* **Listed entries**:
<<<<
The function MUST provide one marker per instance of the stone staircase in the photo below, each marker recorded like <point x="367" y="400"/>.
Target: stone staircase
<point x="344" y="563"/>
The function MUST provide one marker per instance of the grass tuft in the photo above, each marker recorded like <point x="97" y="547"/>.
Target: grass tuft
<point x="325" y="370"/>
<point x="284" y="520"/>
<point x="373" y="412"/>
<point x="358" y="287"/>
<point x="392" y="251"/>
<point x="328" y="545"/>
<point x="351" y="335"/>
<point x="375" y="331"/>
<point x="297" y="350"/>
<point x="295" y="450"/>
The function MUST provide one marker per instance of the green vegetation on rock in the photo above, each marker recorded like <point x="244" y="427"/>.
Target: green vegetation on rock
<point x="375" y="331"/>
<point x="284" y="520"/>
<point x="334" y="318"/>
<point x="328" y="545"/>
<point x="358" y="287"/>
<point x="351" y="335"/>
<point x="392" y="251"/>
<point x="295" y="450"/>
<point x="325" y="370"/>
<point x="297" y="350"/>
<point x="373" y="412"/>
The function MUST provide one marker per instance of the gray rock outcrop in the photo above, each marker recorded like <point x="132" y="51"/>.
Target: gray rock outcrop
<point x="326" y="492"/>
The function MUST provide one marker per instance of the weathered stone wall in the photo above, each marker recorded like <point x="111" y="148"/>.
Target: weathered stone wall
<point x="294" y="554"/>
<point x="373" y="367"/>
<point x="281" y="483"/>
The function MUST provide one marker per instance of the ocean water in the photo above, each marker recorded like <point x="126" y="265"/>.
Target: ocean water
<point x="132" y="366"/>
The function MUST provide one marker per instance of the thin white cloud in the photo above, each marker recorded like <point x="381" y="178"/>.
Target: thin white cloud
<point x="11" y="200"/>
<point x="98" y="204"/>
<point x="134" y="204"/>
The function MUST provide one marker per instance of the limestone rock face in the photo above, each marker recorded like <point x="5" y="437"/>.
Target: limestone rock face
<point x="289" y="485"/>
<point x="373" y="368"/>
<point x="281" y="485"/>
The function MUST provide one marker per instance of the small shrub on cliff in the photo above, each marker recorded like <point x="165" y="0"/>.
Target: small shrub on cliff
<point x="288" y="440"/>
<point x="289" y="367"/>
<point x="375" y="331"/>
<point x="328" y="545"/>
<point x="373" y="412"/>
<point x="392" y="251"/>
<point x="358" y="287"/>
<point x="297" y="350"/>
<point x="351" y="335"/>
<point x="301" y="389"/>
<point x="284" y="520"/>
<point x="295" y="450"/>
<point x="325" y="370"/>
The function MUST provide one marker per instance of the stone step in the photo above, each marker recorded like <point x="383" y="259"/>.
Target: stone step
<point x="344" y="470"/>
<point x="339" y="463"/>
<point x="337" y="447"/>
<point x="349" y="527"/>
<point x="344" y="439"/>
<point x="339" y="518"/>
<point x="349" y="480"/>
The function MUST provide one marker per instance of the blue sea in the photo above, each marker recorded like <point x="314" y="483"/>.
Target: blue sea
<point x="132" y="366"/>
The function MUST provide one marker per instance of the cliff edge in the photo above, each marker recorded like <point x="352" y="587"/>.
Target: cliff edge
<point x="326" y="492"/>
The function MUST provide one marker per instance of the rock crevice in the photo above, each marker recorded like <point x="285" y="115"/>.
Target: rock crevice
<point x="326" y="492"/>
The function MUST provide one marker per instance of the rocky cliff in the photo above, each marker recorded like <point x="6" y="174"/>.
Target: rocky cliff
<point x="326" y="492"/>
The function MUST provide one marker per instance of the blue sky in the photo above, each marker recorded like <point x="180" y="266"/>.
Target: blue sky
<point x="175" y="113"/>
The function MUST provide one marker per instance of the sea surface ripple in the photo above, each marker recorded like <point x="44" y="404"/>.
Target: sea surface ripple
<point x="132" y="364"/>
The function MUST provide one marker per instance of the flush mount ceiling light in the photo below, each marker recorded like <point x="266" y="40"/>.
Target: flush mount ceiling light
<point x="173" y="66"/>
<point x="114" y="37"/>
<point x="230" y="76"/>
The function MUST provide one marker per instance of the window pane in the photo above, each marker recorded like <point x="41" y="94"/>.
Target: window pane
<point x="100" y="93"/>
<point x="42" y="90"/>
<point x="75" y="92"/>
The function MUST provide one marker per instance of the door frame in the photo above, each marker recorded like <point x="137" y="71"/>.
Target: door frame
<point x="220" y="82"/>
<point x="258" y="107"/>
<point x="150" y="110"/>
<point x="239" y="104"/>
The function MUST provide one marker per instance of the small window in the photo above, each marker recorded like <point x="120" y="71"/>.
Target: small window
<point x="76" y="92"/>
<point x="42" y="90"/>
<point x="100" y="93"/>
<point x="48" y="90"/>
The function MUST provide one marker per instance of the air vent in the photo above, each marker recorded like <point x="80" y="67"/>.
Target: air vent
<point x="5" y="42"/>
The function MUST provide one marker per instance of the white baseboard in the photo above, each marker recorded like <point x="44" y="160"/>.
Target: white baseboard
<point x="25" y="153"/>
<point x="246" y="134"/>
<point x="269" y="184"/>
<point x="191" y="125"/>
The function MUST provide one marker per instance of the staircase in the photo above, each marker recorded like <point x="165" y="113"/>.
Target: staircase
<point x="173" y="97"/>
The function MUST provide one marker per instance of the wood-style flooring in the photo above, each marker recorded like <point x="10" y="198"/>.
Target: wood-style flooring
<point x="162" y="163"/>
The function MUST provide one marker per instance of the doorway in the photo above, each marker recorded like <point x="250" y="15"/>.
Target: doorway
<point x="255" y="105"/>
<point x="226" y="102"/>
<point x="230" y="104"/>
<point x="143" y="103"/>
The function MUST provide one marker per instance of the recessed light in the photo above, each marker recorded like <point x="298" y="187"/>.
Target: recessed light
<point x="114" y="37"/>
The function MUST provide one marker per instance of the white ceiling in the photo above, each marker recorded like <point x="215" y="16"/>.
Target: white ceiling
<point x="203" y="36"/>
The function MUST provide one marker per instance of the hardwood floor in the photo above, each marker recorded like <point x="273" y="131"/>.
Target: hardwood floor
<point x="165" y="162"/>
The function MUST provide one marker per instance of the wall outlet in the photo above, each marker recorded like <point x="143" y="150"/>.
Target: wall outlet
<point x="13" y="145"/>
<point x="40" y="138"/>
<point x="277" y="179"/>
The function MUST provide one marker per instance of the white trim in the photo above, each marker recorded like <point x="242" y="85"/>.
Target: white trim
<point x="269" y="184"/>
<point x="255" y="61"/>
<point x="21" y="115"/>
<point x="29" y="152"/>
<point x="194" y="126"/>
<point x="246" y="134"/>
>>>>
Return the listing above in its exact form.

The function MUST provide one marker per instance of the stone staircase in the photo below, each marker recorded like <point x="367" y="400"/>.
Target: stone staircase
<point x="344" y="563"/>
The function MUST provide one marker per instance of the grass tuft in the photo above, each marker recorded like <point x="97" y="547"/>.
Target: grass tuft
<point x="325" y="370"/>
<point x="284" y="520"/>
<point x="373" y="412"/>
<point x="358" y="287"/>
<point x="392" y="251"/>
<point x="328" y="545"/>
<point x="351" y="335"/>
<point x="375" y="331"/>
<point x="297" y="350"/>
<point x="295" y="450"/>
The function MUST provide one marker per instance of the green vegetation on rock in the photo above, each marker recorded like <point x="244" y="427"/>.
Target: green vegetation on rock
<point x="375" y="331"/>
<point x="284" y="520"/>
<point x="334" y="318"/>
<point x="328" y="545"/>
<point x="358" y="287"/>
<point x="351" y="335"/>
<point x="392" y="251"/>
<point x="295" y="450"/>
<point x="325" y="370"/>
<point x="297" y="350"/>
<point x="373" y="412"/>
The function MUST provide one marker per instance of the gray rock outcrop in the photo above, each marker recorded like <point x="132" y="51"/>.
Target: gray rock outcrop
<point x="326" y="492"/>
The function MUST provide one marker per instance of the weathered stone wall in the photo above, each marker recorded like <point x="111" y="148"/>.
Target: weathered stone wall
<point x="294" y="554"/>
<point x="373" y="367"/>
<point x="281" y="483"/>
The function MUST provide one marker per instance of the ocean water in the photo above, each marker recorded like <point x="126" y="265"/>.
Target: ocean water
<point x="132" y="366"/>
The function MUST provide one marker per instance of the thin white cloud in the photo above, each marker recorded like <point x="381" y="178"/>.
Target: thin white cloud
<point x="11" y="200"/>
<point x="98" y="204"/>
<point x="134" y="204"/>
The function MUST provide one marker per instance of the limestone rock face in the photo above, each marker recorded like <point x="5" y="437"/>.
Target: limestone rock face
<point x="289" y="485"/>
<point x="373" y="368"/>
<point x="281" y="485"/>
The function MUST provide one marker per instance of the small shrub on cliff in the photo above, each marker recorded like <point x="165" y="0"/>.
Target: small shrub on cliff
<point x="288" y="440"/>
<point x="289" y="367"/>
<point x="375" y="331"/>
<point x="328" y="545"/>
<point x="373" y="412"/>
<point x="392" y="251"/>
<point x="358" y="287"/>
<point x="297" y="350"/>
<point x="351" y="335"/>
<point x="301" y="389"/>
<point x="284" y="520"/>
<point x="295" y="450"/>
<point x="325" y="370"/>
The function MUST provide one marker per instance of the stone step in the photo above, each marker recorded like <point x="383" y="259"/>.
Target: stone step
<point x="344" y="470"/>
<point x="339" y="463"/>
<point x="337" y="447"/>
<point x="349" y="527"/>
<point x="344" y="439"/>
<point x="339" y="518"/>
<point x="349" y="480"/>
The function MUST provide one marker per instance of the blue sea in the photo above, each marker recorded like <point x="314" y="483"/>.
Target: blue sea
<point x="132" y="366"/>
The function MUST provide one marker per instance of the cliff edge in the photo above, each marker recorded like <point x="352" y="587"/>.
Target: cliff edge
<point x="326" y="492"/>
The function MUST provide one marker per instance of the rock crevice in the photo above, each marker recorded like <point x="285" y="115"/>.
Target: rock crevice
<point x="326" y="492"/>
The function MUST provide one marker per instance of the rocky cliff in the photo above, each marker recorded like <point x="6" y="174"/>.
Target: rocky cliff
<point x="326" y="492"/>
The function MUST provide one marker per instance of the blue sky in the photo above, each marker recorded like <point x="180" y="266"/>.
Target: blue sky
<point x="175" y="113"/>
The function MUST provide one marker per instance of the sea surface ripple in the photo above, each marker recorded like <point x="44" y="404"/>.
Target: sea surface ripple
<point x="132" y="364"/>
The function MUST provide one marker per instance of the flush mount ceiling light in the photo below, each marker recorded like <point x="266" y="40"/>.
Target: flush mount ceiling light
<point x="173" y="66"/>
<point x="114" y="37"/>
<point x="230" y="76"/>
The function MUST provide one marker per instance of the window pane in the photo above, each marker recorded like <point x="41" y="94"/>.
Target: window pane
<point x="100" y="93"/>
<point x="42" y="90"/>
<point x="75" y="92"/>
The function MUST provide one marker per instance of the door frame in the photo above, each marker recorded like <point x="137" y="71"/>.
Target: door frame
<point x="220" y="82"/>
<point x="258" y="107"/>
<point x="150" y="110"/>
<point x="239" y="104"/>
The function MUST provide one marker per instance of the small window in the photo above, each marker recorded like <point x="120" y="71"/>.
Target: small window
<point x="76" y="92"/>
<point x="42" y="90"/>
<point x="100" y="93"/>
<point x="48" y="90"/>
The function MUST provide one marker per instance of the air vent in the photo above, each marker recorded like <point x="80" y="67"/>.
Target: air vent
<point x="5" y="42"/>
The function MUST provide one marker per instance of the white baseboard in the photo above, each marker recorded like <point x="44" y="160"/>.
Target: white baseboard
<point x="25" y="153"/>
<point x="246" y="134"/>
<point x="269" y="184"/>
<point x="191" y="125"/>
The function MUST provide one marker per instance of the staircase in the photo above, each marker recorded like <point x="165" y="113"/>.
Target: staircase
<point x="173" y="97"/>
The function MUST provide one marker per instance of the wood-style flooring in the photo above, each marker recorded like <point x="10" y="198"/>.
Target: wood-style flooring
<point x="162" y="163"/>
The function MUST provide one marker per instance of the doorway in the photo above, each marker recorded like <point x="250" y="15"/>.
Target: doorway
<point x="255" y="105"/>
<point x="226" y="102"/>
<point x="230" y="104"/>
<point x="143" y="103"/>
The function MUST provide one marker per instance of the recessed light in the photo above, each marker recorded like <point x="298" y="187"/>.
Target: recessed light
<point x="114" y="37"/>
The function MUST provide one marker per instance of the white ceiling in the photo above, each marker recorded like <point x="215" y="16"/>.
Target: white ceiling
<point x="203" y="36"/>
The function MUST provide one marker per instance of the hardwood floor in the photo above, each marker recorded like <point x="273" y="131"/>.
Target: hardwood floor
<point x="165" y="162"/>
The function MUST provide one marker per instance of the wall outlet in the photo above, each marker recorded like <point x="143" y="150"/>.
Target: wall outlet
<point x="13" y="145"/>
<point x="40" y="138"/>
<point x="277" y="179"/>
The function MUST provide one marker per instance of the white trim in the photo above, each marker recorded like <point x="242" y="85"/>.
Target: white trim
<point x="269" y="184"/>
<point x="255" y="61"/>
<point x="21" y="115"/>
<point x="29" y="152"/>
<point x="194" y="126"/>
<point x="246" y="134"/>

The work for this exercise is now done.